** Provided material **

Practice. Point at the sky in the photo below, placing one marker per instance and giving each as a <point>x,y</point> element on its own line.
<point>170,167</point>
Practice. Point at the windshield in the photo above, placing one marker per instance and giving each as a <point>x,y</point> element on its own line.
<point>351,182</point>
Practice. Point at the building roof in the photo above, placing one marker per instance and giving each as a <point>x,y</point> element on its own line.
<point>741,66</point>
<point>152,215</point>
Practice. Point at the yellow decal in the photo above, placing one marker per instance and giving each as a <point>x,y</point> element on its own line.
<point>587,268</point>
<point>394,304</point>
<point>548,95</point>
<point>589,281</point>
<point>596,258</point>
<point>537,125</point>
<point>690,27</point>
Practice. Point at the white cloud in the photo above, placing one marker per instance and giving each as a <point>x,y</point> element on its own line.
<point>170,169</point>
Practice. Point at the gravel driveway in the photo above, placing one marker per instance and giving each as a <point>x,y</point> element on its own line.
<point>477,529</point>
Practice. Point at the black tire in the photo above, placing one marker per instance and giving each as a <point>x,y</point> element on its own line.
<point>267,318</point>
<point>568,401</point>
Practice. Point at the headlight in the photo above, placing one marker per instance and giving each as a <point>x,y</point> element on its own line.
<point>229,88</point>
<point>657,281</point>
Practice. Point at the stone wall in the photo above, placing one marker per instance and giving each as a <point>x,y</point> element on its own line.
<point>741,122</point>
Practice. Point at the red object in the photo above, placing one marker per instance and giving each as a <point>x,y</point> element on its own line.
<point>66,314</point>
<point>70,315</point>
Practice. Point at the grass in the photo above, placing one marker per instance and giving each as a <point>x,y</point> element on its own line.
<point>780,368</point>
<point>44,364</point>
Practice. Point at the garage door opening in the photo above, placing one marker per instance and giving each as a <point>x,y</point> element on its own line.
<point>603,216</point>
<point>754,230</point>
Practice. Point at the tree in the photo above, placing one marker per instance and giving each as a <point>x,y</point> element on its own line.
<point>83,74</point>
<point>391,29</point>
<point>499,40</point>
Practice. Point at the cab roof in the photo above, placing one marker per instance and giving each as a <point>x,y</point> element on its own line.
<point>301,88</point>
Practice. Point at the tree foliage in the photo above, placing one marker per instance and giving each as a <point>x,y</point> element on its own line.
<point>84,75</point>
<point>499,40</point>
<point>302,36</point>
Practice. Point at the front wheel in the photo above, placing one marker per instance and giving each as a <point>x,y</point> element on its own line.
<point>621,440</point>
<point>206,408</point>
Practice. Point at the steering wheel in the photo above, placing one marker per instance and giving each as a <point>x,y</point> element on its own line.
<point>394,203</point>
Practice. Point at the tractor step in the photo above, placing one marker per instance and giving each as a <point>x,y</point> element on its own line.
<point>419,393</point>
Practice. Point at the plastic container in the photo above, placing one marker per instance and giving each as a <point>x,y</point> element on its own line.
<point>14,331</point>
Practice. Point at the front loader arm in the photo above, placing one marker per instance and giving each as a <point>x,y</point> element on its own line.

** Written request **
Convert every item above into a JSON array of strings, with one string per line and no blank lines.

** Finished task **
[
  "Practice. Point at the sky in the photo below, placing one marker per instance and giving each as a <point>x,y</point> element on its own line.",
  "<point>170,167</point>",
  "Practice. Point at the windshield in the photo above, placing one marker per instance and giving each as a <point>x,y</point> element on its own line.",
  "<point>351,182</point>",
  "Practice. Point at the building roof in the photo above, placing one marker per instance and giving each as a <point>x,y</point> element on its own line.",
  "<point>741,66</point>",
  "<point>152,215</point>",
  "Practice. Point at the yellow decal in the photo above, placing one marker per instance and giving each as a <point>x,y</point> element on its own line.",
  "<point>587,268</point>",
  "<point>394,304</point>",
  "<point>548,95</point>",
  "<point>589,281</point>",
  "<point>596,258</point>",
  "<point>537,125</point>",
  "<point>690,27</point>",
  "Practice. Point at the white cloud in the photo above, placing one marker per instance and giving each as a <point>x,y</point> element on its own line.",
  "<point>170,169</point>",
  "Practice. Point at the gravel driveway in the photo above, placing one marker per instance and giving each as a <point>x,y</point> element on its own line.",
  "<point>477,529</point>",
  "Practice. Point at the black tire in the photo above, placing one marker per instance and giving each as a <point>x,y</point> element on its own line.",
  "<point>267,318</point>",
  "<point>568,401</point>",
  "Practice. Point at the headlight in the photo above, placing one marker per instance and giving each as a <point>x,y</point> element on its own line.",
  "<point>229,88</point>",
  "<point>657,281</point>",
  "Practice. Point at the stone wall in the photo above, placing one marker per instance and giving each as a <point>x,y</point> element on its own line.",
  "<point>741,122</point>",
  "Practice. Point at the red object in the photo above, placing one marker per instance and giving each as a <point>x,y</point> element on its own line.",
  "<point>66,314</point>",
  "<point>70,315</point>",
  "Practice. Point at the grass in the photo above, placing one marker per instance and giving each as a <point>x,y</point> element on its own line.",
  "<point>780,368</point>",
  "<point>44,364</point>",
  "Practice. Point at the garage door opening in the photo above, placing one marker per instance and giving each as a <point>x,y</point> element on its own line.",
  "<point>603,216</point>",
  "<point>754,230</point>",
  "Practice. Point at the tree in the photo above, placing one marker per instance and giving each as a <point>x,y</point> element on its own line.",
  "<point>83,74</point>",
  "<point>391,29</point>",
  "<point>499,40</point>",
  "Practice. Point at the cab roof in the photo above, placing one marker per instance and giving each as a <point>x,y</point> element on its own line.",
  "<point>301,88</point>",
  "Practice. Point at the tree foliage in the photo above, placing one marker per instance and giving each as a <point>x,y</point> element on its own line.",
  "<point>84,75</point>",
  "<point>499,40</point>",
  "<point>302,36</point>",
  "Practice. Point at the front wheel in the photo above, placing one marker per instance and giving each as a <point>x,y</point> element on its own line.",
  "<point>621,440</point>",
  "<point>206,408</point>",
  "Practice. Point at the steering wheel in the photo above, placing one marker per instance and giving each as a <point>x,y</point> element on its own line.",
  "<point>394,203</point>",
  "Practice. Point at the tractor step in the photo above, placing one marker per instance and giving each as a <point>x,y</point> element on its own line.",
  "<point>419,393</point>",
  "Practice. Point at the plastic container in the photo above, placing one marker per instance and giving each as a <point>x,y</point> element on its own line.",
  "<point>14,331</point>",
  "Practice. Point at the front loader arm in the photo above, placing one marker per instance and giving each as a <point>x,y</point> element on its own line."
]